[Records from a collection]
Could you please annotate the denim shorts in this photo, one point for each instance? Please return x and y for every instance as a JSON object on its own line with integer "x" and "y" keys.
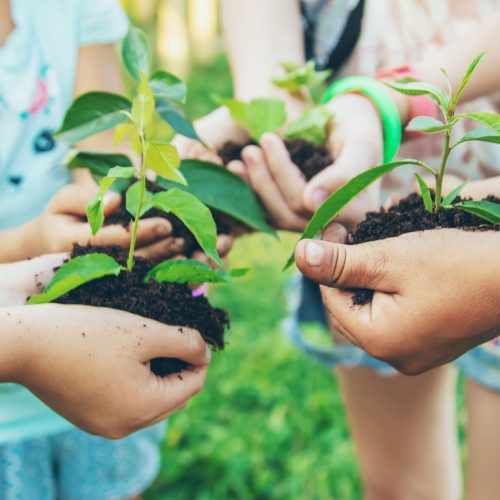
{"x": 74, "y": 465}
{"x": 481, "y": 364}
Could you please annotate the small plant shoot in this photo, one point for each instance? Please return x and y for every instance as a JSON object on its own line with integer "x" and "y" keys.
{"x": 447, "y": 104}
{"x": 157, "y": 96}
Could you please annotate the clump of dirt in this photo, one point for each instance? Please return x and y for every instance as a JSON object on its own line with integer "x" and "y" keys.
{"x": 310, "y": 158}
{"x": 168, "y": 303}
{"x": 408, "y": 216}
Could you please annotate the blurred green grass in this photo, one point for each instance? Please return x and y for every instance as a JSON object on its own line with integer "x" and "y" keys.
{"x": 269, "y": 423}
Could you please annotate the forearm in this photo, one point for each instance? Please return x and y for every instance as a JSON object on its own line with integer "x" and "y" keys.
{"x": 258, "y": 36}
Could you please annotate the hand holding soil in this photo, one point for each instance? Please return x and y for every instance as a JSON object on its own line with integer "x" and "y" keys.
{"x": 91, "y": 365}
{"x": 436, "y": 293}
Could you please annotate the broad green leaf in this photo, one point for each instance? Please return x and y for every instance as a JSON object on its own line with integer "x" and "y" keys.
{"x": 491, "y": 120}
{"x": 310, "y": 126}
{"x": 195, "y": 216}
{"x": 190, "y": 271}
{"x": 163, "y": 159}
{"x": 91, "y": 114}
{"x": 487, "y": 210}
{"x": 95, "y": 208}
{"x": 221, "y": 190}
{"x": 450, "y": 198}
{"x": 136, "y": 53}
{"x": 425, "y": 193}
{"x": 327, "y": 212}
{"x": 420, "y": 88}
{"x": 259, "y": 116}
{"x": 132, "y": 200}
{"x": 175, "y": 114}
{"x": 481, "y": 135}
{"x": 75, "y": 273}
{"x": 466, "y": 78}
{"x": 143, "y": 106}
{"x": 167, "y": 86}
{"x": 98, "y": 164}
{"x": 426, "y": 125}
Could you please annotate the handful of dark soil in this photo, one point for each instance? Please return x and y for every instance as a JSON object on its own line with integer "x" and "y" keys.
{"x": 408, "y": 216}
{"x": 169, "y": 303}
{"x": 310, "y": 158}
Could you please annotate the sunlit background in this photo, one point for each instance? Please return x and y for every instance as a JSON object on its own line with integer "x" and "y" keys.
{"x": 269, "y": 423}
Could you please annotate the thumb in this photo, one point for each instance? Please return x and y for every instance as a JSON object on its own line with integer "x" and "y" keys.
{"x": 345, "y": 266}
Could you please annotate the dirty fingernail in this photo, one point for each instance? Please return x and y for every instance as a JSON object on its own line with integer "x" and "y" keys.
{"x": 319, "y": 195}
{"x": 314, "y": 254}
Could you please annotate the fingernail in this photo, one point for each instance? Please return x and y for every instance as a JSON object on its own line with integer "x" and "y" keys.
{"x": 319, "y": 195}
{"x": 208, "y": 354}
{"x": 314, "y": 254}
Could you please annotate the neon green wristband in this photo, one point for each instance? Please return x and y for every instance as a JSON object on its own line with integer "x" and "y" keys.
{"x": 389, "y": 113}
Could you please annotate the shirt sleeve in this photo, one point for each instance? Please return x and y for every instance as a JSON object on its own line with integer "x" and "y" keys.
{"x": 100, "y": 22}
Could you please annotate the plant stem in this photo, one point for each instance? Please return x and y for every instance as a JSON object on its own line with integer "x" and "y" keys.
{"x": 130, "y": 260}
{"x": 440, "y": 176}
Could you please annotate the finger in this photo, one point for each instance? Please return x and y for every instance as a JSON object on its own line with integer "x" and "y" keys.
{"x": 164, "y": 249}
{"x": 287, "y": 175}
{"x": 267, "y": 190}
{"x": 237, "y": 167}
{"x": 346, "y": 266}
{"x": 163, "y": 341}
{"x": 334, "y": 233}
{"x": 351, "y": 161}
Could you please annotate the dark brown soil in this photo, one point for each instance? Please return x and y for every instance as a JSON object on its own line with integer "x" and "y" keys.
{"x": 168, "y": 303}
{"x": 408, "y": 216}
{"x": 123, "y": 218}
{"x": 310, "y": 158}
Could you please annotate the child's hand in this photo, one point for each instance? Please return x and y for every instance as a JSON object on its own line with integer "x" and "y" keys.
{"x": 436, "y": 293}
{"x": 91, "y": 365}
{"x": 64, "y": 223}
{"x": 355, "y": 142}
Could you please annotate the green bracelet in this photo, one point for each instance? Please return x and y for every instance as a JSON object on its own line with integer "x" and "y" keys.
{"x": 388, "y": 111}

■ Given task:
What needs duplicating is the run of lines from the one containing "Could you please annotate the dark" through the last line of the entries above, exact and complete.

■ Task answer:
Could you please annotate the dark brown soil in this photo, one point for each instance? Please return x and y for every instance as a JSON object on its own line with integer "x" and "y" keys.
{"x": 168, "y": 303}
{"x": 408, "y": 216}
{"x": 123, "y": 218}
{"x": 310, "y": 158}
Could you please annotate the child's hand in this photo, one point for each instance? Please return x and y for every instance as a JSON object on its own line with integer "x" and "y" keys.
{"x": 436, "y": 293}
{"x": 91, "y": 365}
{"x": 64, "y": 223}
{"x": 355, "y": 142}
Could you please annotate the green bracelet in this photo, one point for each instance? Please return x and y for every instance as a JSON object on its own line with integer "x" and "y" keys.
{"x": 388, "y": 111}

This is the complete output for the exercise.